REQUIRED ACTION — Your answer should be the number of lines in the listing that hold the string "mesa", with no other words.

EXERCISE DATA —
==*==
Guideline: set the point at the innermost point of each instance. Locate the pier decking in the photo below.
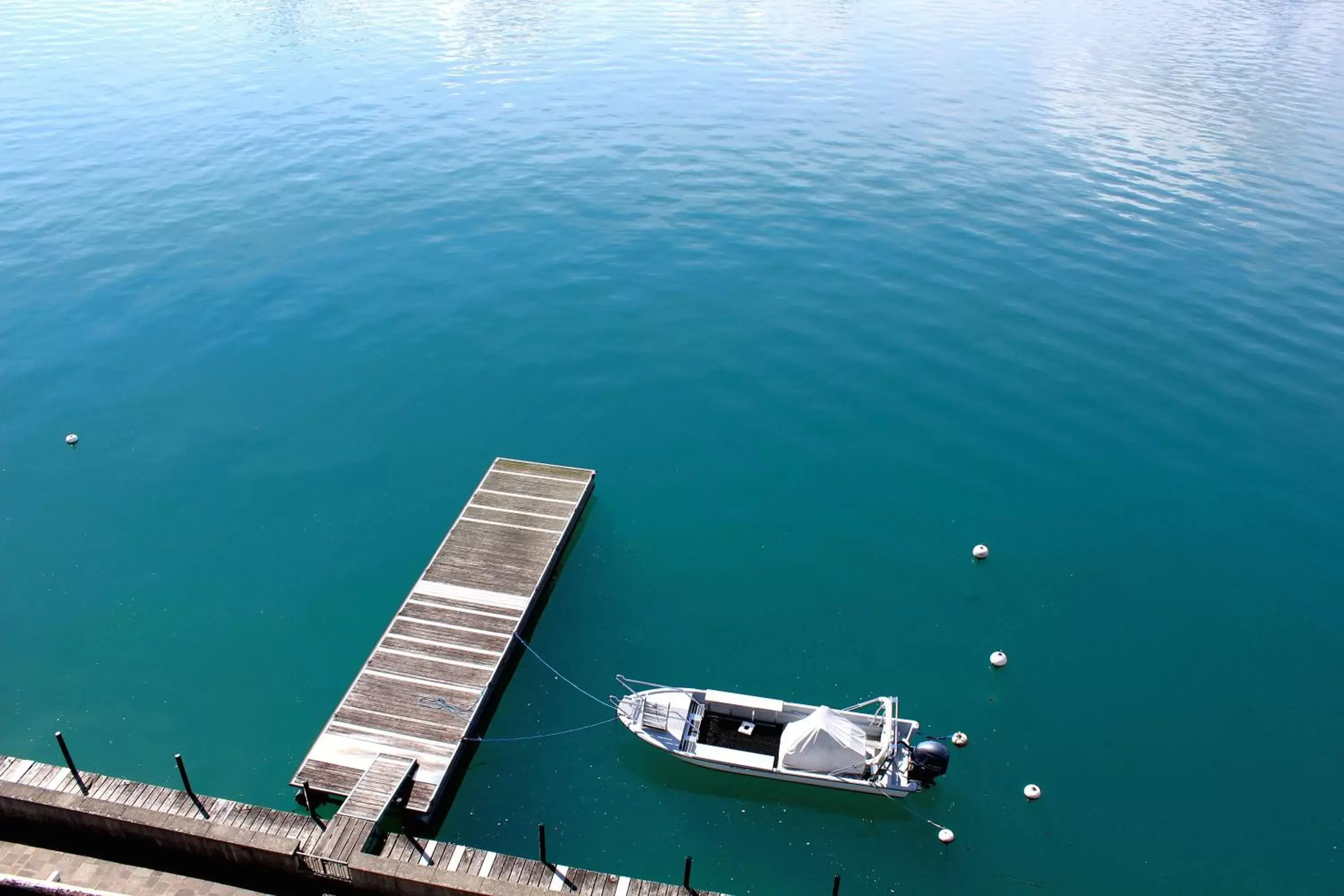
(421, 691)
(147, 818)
==*==
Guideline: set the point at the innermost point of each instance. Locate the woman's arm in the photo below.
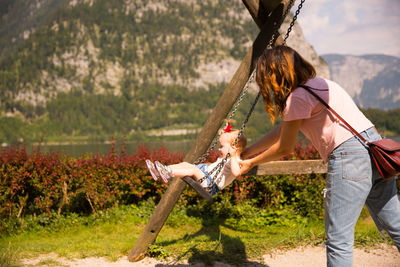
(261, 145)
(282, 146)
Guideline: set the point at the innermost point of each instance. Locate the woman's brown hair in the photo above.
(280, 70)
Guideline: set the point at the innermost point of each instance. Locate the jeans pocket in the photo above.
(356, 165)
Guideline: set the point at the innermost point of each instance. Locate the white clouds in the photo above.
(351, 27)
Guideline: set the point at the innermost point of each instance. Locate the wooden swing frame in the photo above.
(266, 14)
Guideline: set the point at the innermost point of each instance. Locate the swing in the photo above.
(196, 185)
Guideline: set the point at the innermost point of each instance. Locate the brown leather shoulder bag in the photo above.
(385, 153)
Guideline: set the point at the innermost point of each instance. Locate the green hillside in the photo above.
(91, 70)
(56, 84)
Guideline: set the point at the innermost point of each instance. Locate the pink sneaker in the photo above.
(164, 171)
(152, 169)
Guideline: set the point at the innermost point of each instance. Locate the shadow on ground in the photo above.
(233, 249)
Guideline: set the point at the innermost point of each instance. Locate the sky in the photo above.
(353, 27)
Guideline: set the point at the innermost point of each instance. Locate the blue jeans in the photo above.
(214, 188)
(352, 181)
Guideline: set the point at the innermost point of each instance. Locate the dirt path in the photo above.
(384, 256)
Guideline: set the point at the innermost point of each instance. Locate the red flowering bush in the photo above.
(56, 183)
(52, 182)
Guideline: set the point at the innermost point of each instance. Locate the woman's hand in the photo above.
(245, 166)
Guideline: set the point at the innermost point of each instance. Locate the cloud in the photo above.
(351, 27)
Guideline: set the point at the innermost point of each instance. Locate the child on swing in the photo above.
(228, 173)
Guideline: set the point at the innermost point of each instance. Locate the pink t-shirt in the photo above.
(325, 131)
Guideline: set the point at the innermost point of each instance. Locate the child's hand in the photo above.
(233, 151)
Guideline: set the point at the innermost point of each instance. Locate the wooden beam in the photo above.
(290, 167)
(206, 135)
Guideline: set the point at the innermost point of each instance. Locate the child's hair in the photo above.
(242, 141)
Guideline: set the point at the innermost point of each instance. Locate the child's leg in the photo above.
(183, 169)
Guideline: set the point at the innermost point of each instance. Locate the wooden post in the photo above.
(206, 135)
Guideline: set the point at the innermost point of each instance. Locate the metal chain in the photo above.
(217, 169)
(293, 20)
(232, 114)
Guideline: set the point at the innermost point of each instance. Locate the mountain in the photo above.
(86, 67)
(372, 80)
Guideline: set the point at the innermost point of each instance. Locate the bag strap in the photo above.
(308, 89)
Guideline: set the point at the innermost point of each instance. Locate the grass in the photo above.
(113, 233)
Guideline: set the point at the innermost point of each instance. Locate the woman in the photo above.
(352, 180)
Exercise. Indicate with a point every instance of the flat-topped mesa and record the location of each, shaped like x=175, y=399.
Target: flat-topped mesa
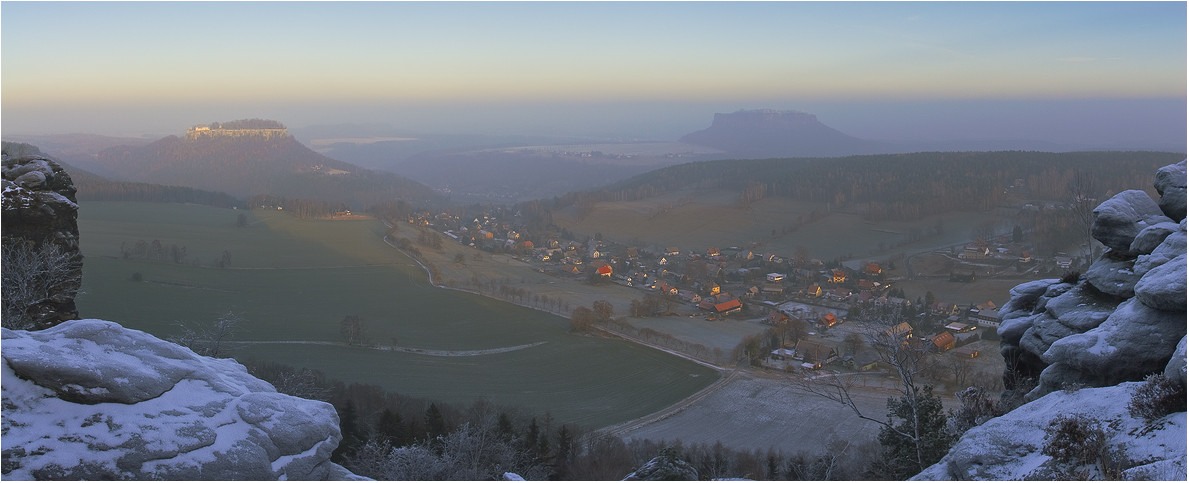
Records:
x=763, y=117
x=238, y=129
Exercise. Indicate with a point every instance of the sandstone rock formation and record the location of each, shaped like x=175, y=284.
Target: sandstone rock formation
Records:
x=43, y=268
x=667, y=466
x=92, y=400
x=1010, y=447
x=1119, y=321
==*==
OUTPUT BELOW — 2